• WORK INSTRUCTIONS: Rewrite the rows below as a numbered list, from the first line through the line that contains "pixel 603 436", leaving out any blank lines.

• EXTRACTED MATERIAL:
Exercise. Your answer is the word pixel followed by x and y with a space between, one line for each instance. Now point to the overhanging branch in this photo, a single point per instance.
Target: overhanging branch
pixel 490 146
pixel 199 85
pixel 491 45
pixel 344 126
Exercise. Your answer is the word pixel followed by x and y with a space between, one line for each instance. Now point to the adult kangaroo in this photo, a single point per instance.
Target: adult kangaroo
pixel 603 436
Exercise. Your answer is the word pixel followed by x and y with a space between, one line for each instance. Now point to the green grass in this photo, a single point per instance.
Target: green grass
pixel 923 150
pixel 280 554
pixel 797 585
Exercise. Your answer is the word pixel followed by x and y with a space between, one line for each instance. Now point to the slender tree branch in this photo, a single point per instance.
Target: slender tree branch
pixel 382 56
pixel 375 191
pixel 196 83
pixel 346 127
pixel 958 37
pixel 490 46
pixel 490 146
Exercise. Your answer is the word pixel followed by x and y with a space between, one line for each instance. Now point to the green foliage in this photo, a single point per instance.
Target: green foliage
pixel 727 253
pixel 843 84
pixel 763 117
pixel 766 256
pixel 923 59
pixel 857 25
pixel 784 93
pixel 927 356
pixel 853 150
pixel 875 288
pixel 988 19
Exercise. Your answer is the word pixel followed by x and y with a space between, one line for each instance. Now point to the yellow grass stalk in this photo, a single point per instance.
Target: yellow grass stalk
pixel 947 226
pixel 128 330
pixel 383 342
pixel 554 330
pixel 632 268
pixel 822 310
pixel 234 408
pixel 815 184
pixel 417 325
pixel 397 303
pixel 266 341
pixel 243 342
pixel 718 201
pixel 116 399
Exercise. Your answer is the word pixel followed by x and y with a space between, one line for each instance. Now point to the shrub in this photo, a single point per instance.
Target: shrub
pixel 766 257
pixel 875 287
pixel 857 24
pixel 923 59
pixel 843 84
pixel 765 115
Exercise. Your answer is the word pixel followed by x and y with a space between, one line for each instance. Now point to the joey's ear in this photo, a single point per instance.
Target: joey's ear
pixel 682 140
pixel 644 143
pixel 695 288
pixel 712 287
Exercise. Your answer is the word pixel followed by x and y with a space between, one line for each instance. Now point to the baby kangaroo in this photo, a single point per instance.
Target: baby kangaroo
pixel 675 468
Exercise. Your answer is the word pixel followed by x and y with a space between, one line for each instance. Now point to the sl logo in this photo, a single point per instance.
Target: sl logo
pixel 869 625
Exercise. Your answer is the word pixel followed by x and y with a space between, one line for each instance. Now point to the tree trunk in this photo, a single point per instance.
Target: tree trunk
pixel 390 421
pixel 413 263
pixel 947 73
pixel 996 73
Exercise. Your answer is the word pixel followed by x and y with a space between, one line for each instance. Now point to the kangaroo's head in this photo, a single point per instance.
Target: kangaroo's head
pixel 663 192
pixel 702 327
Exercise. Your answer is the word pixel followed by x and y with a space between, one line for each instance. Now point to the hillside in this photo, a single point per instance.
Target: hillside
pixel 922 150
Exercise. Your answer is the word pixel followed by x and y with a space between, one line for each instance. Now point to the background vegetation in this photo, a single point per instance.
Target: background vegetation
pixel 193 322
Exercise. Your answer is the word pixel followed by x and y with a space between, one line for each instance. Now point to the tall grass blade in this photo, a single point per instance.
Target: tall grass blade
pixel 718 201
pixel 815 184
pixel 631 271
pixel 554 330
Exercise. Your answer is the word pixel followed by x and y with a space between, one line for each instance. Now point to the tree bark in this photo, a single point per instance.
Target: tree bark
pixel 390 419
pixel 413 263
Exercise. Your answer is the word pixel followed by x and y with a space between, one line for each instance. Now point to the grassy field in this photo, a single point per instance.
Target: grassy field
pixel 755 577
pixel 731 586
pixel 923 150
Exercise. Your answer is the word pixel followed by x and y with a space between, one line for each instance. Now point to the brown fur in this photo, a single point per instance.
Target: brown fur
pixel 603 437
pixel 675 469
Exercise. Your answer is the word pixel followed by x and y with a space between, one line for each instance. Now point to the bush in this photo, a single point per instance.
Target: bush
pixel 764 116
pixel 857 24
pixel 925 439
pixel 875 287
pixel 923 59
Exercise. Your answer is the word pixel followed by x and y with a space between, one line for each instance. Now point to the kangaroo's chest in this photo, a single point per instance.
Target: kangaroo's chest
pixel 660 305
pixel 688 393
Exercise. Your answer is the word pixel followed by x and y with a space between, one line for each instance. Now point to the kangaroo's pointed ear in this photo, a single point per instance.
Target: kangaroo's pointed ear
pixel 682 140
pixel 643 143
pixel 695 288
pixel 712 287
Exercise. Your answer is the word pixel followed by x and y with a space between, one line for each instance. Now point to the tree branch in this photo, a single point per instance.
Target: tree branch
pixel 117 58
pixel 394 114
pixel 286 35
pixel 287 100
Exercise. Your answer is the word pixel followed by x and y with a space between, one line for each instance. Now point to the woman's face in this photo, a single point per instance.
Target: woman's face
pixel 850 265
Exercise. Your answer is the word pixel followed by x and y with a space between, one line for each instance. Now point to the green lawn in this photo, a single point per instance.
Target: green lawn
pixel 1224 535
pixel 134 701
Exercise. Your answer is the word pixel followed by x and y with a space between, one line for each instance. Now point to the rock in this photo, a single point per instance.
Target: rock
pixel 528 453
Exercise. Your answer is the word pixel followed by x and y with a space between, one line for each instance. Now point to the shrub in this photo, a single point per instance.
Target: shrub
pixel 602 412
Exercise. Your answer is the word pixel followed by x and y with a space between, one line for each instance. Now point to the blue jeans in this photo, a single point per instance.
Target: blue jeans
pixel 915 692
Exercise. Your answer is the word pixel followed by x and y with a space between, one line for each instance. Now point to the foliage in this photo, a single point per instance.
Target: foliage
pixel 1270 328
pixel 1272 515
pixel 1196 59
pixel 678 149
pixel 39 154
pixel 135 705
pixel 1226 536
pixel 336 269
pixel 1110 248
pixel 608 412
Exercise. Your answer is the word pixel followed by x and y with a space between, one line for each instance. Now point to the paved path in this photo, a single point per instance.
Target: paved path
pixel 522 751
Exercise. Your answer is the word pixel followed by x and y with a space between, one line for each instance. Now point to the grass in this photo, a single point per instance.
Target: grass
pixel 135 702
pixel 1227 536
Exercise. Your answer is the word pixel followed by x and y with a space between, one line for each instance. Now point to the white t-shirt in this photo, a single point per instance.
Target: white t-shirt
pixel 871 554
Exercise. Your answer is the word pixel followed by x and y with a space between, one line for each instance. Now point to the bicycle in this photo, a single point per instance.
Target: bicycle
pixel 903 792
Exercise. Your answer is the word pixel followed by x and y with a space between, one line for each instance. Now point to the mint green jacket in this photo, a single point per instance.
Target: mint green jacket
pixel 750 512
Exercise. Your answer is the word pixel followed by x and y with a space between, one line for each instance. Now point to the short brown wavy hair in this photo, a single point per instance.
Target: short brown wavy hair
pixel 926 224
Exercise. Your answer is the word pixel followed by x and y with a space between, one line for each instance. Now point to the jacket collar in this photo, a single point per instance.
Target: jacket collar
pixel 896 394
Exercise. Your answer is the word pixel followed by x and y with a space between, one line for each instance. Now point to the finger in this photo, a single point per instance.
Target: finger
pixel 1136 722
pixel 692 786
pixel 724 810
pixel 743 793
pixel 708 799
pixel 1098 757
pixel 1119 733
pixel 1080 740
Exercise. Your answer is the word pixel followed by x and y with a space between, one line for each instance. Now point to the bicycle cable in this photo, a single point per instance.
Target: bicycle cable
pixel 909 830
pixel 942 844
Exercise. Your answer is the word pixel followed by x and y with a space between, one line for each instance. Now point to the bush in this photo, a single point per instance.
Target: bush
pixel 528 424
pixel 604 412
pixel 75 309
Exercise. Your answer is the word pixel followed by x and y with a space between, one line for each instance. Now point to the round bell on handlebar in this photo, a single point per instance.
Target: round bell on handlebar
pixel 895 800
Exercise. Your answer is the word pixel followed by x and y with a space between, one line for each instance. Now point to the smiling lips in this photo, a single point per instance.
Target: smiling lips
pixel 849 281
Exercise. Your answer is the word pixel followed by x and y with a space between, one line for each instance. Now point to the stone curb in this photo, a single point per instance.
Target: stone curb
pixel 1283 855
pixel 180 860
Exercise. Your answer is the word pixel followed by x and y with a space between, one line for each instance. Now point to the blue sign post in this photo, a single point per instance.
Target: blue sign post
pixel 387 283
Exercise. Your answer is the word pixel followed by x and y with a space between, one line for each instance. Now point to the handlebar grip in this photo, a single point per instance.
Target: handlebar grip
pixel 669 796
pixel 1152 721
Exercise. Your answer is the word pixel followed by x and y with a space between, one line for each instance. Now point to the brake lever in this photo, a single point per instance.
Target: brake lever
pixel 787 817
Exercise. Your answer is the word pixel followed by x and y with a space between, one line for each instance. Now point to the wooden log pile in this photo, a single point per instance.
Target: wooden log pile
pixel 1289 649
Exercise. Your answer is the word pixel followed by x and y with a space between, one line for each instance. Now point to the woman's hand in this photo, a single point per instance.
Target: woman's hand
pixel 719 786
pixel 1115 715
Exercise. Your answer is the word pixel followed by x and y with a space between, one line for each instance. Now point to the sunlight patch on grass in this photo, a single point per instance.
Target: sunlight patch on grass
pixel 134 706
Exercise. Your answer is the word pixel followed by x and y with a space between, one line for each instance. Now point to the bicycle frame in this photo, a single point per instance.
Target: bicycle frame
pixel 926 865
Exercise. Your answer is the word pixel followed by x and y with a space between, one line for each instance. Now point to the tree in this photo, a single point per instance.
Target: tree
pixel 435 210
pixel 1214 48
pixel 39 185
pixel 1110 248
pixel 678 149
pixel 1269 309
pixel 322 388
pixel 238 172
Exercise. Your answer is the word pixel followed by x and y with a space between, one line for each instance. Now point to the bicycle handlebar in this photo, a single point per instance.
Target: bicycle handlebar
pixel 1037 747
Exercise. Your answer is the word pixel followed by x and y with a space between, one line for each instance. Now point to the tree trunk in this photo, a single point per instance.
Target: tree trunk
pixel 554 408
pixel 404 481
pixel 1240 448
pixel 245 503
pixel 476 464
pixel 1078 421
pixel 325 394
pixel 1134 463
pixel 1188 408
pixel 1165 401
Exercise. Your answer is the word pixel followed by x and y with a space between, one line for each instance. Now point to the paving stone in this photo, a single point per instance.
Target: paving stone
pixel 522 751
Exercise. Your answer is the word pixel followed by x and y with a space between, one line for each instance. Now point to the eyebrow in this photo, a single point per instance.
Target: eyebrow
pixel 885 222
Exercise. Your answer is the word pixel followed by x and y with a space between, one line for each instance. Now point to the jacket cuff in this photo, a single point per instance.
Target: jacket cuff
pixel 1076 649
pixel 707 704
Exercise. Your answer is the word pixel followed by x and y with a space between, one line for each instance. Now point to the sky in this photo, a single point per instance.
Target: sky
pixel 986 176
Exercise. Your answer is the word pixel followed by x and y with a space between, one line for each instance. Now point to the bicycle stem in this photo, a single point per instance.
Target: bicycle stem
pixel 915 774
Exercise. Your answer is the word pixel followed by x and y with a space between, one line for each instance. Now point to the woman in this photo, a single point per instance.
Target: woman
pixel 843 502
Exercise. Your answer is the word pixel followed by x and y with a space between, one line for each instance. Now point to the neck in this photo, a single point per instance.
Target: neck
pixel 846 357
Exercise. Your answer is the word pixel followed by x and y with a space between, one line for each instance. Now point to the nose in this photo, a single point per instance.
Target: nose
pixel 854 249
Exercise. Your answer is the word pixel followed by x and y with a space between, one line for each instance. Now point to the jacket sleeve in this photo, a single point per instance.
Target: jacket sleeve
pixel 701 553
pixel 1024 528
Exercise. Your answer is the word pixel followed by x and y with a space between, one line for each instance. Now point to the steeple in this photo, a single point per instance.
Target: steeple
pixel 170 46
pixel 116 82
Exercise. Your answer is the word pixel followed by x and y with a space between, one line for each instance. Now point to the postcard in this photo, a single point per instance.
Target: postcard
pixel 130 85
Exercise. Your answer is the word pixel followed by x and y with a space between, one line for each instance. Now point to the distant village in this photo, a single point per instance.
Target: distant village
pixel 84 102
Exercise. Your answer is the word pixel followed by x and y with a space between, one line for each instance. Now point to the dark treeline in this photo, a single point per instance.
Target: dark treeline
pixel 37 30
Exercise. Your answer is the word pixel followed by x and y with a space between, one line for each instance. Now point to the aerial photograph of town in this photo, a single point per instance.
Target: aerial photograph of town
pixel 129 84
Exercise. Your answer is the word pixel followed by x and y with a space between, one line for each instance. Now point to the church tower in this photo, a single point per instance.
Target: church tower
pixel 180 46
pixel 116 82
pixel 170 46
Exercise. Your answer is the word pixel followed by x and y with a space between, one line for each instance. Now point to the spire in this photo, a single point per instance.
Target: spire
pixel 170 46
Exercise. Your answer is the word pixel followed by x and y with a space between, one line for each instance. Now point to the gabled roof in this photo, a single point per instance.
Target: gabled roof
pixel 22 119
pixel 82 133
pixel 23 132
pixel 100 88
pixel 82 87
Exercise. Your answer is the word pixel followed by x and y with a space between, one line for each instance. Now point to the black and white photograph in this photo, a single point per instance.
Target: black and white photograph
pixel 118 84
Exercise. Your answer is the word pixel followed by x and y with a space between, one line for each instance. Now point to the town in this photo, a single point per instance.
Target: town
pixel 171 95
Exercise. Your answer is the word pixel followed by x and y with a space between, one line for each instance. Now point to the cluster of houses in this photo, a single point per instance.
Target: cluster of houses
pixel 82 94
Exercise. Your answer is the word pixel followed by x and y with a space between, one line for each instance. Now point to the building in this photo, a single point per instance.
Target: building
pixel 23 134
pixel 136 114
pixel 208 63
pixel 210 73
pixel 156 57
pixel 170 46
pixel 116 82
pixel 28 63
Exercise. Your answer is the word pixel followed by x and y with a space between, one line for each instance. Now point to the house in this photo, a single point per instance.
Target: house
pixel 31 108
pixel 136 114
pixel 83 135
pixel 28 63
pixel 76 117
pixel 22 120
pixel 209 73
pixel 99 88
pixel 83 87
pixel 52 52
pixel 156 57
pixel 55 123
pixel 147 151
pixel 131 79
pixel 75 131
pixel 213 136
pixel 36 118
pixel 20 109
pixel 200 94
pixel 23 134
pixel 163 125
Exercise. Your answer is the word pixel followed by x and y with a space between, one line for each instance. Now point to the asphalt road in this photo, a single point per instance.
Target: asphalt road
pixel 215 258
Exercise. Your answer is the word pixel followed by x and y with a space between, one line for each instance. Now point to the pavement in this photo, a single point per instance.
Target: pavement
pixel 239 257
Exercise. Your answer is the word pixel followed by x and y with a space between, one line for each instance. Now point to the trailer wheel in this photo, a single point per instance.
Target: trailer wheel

• PROBLEM SOLUTION:
1. Exercise. Your answer is the word pixel followed by x and y with a space between, one line for each instance. Now point to the overhanging branch in this photo, a single point per instance.
2. Target: overhanging branch
3. pixel 490 146
4. pixel 199 85
5. pixel 491 45
6. pixel 344 126
7. Exercise. Your answer is the word pixel followed by x and y with a space between, one line for each instance. Now point to the adult kangaroo in this photo, a single point per instance.
8. Target: adult kangaroo
9. pixel 603 436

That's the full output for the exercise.